- **Work instructions**
Continue the wild plant notes from their last sentence.

*** Provided passage ***

Normally many flowers are grouped around the nodes, forming little round structures.

 


 

In autumn the plant has no strength left to make more than a few flowers.



 

Dried-out calyxes that had flowers a few weeks ago are all what is left.

You can find them everywhere, Wild basil is a common plant on many kinds of soil. But it seems they have a preference for sides of a path. To the delight of walkers.

 

September 19, 2020

Devil's Bit Scabious

This path goes through a Sweet Chestnut wood on sandy soil. Just the right place for Devil's Bit Scabious (Succisa pratensis). Notwithstanding two months without rain it is flowering abundantly. The heat was not a real problem for it, even if some leaves are drooping.

 



Surely, here it grows in shade. In fact it needs a soil that is not dry a large part of the year, but during its flowering season, from August into November it can do with what it gets.


 
 
You see its beauty especially when you get nearby. The flowerheads contain numerous small blue-lilac flowers that happily contrast with the pink stamens.

Do you think Devil's Bit Scabious is a Scabious? You are right, the genus Succisa belongs as well as the genus Scabiosa to the Dipsaceae family.

To complicate things: recently, for good reasons that do not concern us, the biologists community concluded that Dipsaceae should from now on be part of the Caprifoliaceae family. It does not matter that much, we can go on enjoying this plant exactly as we did!

 


 

 

 

Here, Devil's Bit Scabious in a more open setting, a meadow in the Dordogne valley.


 

If it does not flower you can find its leaves at ground level. Mowing or herbivores cannot do much harm.


August 18, 2020

Wayfaring Tree

 

Wayfaring Tree (Viburnum lantana) us a rather chaotic bush that can be found in dry spots on limestone soil. It grows in sunny places, but it prefers just a bit of shade, as here on the edge of a Downy Oak forest.

 


 

Now it has already made berries and they are nearly finished, difficult to find the last ones.















In the background green berries that never ripened, surrounded by brown leaves. When ripening, the berries turn from red into black. Often you find bunches with berries of both colours.

*** End of Provided passage ***
*** Material provided ***

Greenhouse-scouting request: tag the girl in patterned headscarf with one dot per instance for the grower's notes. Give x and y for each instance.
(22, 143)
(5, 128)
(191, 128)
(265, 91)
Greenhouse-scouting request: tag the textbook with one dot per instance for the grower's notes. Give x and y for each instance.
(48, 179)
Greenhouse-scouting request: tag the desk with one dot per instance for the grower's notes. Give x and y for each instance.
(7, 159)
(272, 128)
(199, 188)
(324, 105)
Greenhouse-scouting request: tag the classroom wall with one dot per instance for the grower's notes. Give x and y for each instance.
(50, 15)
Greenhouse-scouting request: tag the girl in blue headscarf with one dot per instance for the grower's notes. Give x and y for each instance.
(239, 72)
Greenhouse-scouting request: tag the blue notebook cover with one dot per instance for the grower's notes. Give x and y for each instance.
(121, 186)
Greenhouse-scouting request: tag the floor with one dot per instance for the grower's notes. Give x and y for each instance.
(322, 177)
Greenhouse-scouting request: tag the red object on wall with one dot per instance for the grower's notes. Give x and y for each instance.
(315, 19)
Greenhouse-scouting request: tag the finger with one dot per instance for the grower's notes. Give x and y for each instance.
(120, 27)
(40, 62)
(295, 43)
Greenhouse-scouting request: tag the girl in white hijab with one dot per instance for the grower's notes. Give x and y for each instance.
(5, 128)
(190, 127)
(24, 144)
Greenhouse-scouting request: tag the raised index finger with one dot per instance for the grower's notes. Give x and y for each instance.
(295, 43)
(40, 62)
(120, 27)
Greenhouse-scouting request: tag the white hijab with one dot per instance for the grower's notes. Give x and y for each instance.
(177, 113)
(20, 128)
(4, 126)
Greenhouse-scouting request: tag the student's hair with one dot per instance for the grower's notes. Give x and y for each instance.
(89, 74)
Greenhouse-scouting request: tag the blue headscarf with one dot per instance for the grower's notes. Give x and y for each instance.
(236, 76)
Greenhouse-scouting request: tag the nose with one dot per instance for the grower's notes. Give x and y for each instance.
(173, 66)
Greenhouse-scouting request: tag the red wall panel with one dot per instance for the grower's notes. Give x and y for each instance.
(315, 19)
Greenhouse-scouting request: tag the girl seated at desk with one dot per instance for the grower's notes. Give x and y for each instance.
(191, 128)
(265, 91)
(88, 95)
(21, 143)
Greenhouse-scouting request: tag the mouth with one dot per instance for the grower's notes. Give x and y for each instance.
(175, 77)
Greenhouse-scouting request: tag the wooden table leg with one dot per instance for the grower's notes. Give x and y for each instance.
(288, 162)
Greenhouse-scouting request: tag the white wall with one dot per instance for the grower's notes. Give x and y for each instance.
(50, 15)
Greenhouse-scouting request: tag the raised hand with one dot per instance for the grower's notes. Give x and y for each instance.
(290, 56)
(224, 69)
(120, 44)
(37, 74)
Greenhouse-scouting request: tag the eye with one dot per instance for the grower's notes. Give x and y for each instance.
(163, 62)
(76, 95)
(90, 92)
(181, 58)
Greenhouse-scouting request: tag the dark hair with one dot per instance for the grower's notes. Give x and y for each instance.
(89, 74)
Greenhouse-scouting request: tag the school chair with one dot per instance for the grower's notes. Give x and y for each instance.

*** End of Material provided ***

- **Output**
The flowers, in April, smell good and they are a beautiful creamy white. 















Those red soils are not limestone at all! In Dordogne you can find acidic soils just beside the limestone. That is why you can find typical limestone vegetation just a step away from typical vegetation for acidic soil. So there is an explanation for finding Wayfaring Tree in this image.

 

 

 

The leaves of Wayfaring Tree are a bit downy, maybe to protect them against drying out.


 

 

Even when it rains...

 

 

August 9, 2020

Round-headed Rampion

Many plants don't feel like flowering now after weeks of very hot and very dry weather. But Round-headed Rampion (Phyteuma orbicularis) took a different decision.

The plants are only tiny this year and not easy to spot on this dry, sunny slope. Notwithstanding their beautiful blue colour they hide themselves rather well.


A little Flower crab-spider choose a flower head as a lookout post for prey. When the photographer comes near, it tries to hide.

 

 
 
 
Some long and slender leaves at the base of a stalk of net yet twenty centimeters and some smaller ones on it, and this blue. That's all!

July 31, 2020

Soapwort

When you rub some flowers of this plant between your hand, you get a kind of foam and you can wash your hands with it. At least, Soapwort (Saponaria officinalis) can give you the impression you really got clean hands.









 
 
 
 
 
It is a plant that lives in large communities with lots of stalks wit bunches of pink flowers. You find them often on roadsides and edges of cultivated fields. It needs a not too poor soil and planty of place for the whole clan.
 
























 
Already when it flowers, fruits develop.


























But it happens that, after summer and after having been cut, Soapwort flowers again.